== 文書本文 ==
◆逆転、大量破壊兵器がイラク戦争要因
15日付のニューヨークタイムズ紙が伝えたところでは2003年のイラク戦争時、イラク軍が大量破壊兵器を保持し、米軍が発見していたとのこと。
2003年、アメリカを中心とする有志連合は国連からの授権決議に基づき国連安保理決議に基づきイラクが生産及び保有が禁止されている大量破壊兵器を保持し廃棄を拒否している都市、イラクフリーダム作戦を発動、イラク領内へ侵攻し有志連合の軍事力をもって政権を崩壊させました。
イラクは過去に大量破壊兵器をイランイラク戦争時におけるイラン都市部攻撃や国内のクルド人への治安作戦での投入に加え、1991年の湾岸戦争時代に大量破壊兵器の存在が確認され、その処理には国連の要請の下自衛隊も参加しており、イラク政府による国際機関の査察拒否なども重なり有志連合による軍事行動へ至りました。
この際にイラク政府は査察を拒否しながら大量破壊兵器の自主的廃棄を主張していたため、果たして査察を拒否している生産設備や貯蔵設備に大量破壊兵器が貯蔵されているか否かが大きな論点となりましたが、ニューヨークタイムズ紙によれば、イラク戦争後にバグダッド周辺でフセイン政権時代のサリンなど化学兵器の弾頭5000発以上が見つかったと報じたとのこと。
===
__必要な作業__: 本文によると、イラク戦争後にバグダッド周辺で見つかったと報じられたフセイン政権時代の化学兵器の弾頭は何発以上か。 このデータは参照しなくてよい。
== 保存データ ==
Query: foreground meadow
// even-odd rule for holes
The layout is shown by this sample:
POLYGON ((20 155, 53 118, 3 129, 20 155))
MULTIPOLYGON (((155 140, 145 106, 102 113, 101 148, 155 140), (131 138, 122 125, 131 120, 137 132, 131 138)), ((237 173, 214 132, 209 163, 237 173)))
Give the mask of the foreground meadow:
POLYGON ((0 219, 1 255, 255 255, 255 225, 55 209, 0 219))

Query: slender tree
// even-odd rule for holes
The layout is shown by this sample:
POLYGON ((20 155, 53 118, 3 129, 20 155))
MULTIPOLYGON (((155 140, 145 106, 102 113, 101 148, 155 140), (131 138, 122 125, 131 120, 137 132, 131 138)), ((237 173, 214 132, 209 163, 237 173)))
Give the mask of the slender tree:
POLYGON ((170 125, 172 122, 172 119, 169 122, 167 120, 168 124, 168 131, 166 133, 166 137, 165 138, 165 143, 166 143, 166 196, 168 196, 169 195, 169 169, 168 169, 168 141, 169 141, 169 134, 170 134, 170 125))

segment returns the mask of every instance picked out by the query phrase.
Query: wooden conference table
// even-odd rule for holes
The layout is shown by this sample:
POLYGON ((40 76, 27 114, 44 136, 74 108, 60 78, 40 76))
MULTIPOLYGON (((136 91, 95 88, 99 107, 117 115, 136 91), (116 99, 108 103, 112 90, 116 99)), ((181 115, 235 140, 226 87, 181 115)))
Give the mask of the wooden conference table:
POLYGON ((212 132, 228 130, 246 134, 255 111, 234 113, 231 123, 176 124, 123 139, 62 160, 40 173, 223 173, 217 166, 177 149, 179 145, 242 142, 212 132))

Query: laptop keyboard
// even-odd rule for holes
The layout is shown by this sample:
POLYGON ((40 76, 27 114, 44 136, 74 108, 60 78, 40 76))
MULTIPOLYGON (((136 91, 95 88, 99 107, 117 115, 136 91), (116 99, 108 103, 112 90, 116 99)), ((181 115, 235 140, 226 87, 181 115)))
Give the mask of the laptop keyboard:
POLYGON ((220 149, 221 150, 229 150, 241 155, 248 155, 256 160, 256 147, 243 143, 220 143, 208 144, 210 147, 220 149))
===
__作業の結果__: 5000発以上。